**DOCUMENT SECTION**
►
AMMAN, Jordan, Feb. 15 (UPI) — Arab press roundup for Feb. 15: Lebanon’s as-Safir commented Wednesday that the massive demonstration in Beirut Tuesday marking the first anniversary of former Prime Minister Rafik Hariri’s assassination showed Hariri continues to have a strong presence in Lebanese memory.

The independent daily said it showed the persistent demand to punish his killers was instrumental in defining Lebanon’s internal policies and relations with Syria. It added the demonstration put an end to the "desperate picture that emerged in the past year depicting the Lebanese are not capable of administering their own affairs without direct external interference."

The mass-circulation paper opined the manifestation was an honest expression of a desire for national unity and brought a new dynamic to move forward in building "an authority of the vast majority, with a well-known agenda, and to work towards completing the disengagement from Syria." It complained that while Sunnis, Christians and Druze showed up, most of the Shiites decided to remain home and watch the demonstration on their television sets, saying they placed themselves "outside the general national context and oppose the idea that Syria’s influence in Lebanon has ended."

The majority of Shiites, it opined, actually believe that al-Qaida killed Hariri for the Israeli and U.S. secret services to frame Syria. "It is hard to speculate if this expression of national unity will make a crack in this distorted Shiite awareness, because this alone can cut the road short towards rebuilding Lebanon," the paper said.

Syria’s al-Thawra lashed out at Lebanese political leaders who addressed Beirut’s demonstration as having exploited Hariri’s assassination anniversary to "vent out poison and incite racist hatred against Syria."

The state-run daily said these politicians were having a "nervous breakdown and are losing their balance after their wretched conspiracies against Lebanon and Syria failed, as they resort to lies and hypocrisy." It complained that their slogans against Lebanon’s national forces and against Syria violate all manners and ethics, insisting they were "only a frustrated and disappointed group whose conspiratorial role was revealed."
◄
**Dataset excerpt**
►
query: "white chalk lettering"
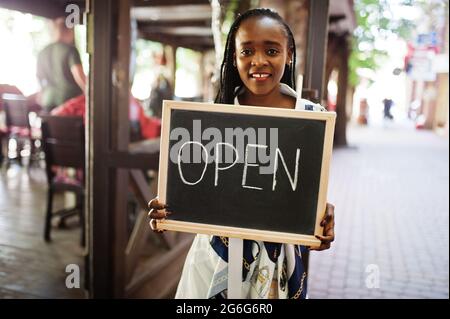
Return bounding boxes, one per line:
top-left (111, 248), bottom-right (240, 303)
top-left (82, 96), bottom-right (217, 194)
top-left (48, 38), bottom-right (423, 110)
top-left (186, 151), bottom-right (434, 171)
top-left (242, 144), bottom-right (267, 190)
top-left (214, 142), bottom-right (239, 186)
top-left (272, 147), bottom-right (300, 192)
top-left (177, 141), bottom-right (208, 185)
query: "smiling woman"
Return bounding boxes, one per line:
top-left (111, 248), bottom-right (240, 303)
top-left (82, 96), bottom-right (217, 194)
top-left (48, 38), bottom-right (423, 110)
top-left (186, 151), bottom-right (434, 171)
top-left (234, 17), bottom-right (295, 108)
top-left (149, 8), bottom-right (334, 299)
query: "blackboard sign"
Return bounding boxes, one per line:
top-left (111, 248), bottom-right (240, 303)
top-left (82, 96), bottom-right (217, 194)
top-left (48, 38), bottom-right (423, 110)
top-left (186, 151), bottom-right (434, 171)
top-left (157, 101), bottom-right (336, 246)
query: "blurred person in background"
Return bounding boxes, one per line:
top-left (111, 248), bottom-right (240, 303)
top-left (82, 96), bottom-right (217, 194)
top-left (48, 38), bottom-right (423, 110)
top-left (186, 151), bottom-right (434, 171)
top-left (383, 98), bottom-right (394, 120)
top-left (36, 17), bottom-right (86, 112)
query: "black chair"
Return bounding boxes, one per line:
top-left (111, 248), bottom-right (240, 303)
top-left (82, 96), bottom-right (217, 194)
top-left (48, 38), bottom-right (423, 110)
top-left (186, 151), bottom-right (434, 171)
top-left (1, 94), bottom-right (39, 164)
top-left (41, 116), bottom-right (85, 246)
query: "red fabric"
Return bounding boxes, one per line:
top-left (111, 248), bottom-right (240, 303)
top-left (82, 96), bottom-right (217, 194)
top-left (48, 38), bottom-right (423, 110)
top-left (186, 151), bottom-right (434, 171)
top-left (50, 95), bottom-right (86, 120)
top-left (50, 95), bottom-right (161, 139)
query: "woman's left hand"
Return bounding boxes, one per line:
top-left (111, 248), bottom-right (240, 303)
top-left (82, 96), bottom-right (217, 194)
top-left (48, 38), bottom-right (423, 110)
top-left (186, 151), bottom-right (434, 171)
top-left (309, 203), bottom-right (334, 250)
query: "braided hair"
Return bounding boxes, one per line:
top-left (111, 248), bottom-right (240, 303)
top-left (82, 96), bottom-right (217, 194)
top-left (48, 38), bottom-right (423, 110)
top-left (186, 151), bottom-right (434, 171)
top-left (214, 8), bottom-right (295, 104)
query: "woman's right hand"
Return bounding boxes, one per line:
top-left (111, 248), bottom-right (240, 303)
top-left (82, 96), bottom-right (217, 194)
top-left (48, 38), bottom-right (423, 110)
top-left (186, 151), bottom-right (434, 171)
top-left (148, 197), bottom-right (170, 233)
◄
Write the next part of the Arab press roundup on the Hariri anniversary, starting after its last sentence. The records have no connection to the Arab press roundup.

The paper described the anti-Syrian politicians as a "gang that tried to play with the minds of the people, but the people were bigger than to be affected with the games drawn up for them in the Israeli and American labyrinths," and accused them of treason for insulting the national symbols and by inciting for the disarmament of Lebanon’s resistance weapons, which it called the "only defense in Lebanon in the face of the Israeli danger that threatens its stability, unity and its genuine Arab role."

Addressing the "hateful mercenaries," the paper said Syria was not Lebanon’s enemy, but Israel, which it insisted was working to take the country back to chaos and civil wars. "The people know you are nothing more than symbols of hatred, which has blinded you from seeing the truth," the paper complained.

London-based al-Hayat said Beirut’s demonstration proved that the "free and lovers of independence in this country are not a minority."

The Saudi-financed daily, distributed in most Arab capitals, said while it was true the Lebanese have been grieving for Rafik Hariri in the past year, Tuesday’s rally brought back hope of renewed liberation. It commented the Lebanese were committed to their vow for independence and continuing the path of Hariri, saying "Lebanon was alive yesterday, thanks to the brave who demonstrated in Freedom Square," including the political leaders.

"Lebanon yesterday showed that it has not died and that it will be an example for its neighbors in democracy and coexistence between Muslims and Christians," the paper opined, adding that while the road may be difficult, terrorism, murder and blackmail will dissolve sooner or later.

It said it was an "expressive coincidence" that the demonstration coincided with the trial of toppled Iraqi leader Saddam Hussein and his aides in Baghdad. "Saddam Hussein’s regime depended on killing and terrorism, ending in desperation, while the Lebanese people struggle for their freedom and independence," the paper said.

The Jordan Times criticized in its editorial the attempted justification of eight British soldiers filmed while beating up unarmed Iraqi teenagers in Basra.

The English-language daily blasted British media organizations, saying they were more interested in finding excuses for this behavior than in finding the truth. "Even the expression used by some commentators when referring to the soldiers involved in the scandal — ‘bad apples’ — reflects some sort of denial; as if proving that the incident had been an isolated case would make it less horrific," the paper commented. It asked how many similar abuse cases have gone reported and if the British soldiers who beat up the Iraqi youth were too young to discern between right and wrong, "why send them on such a delicate mission?"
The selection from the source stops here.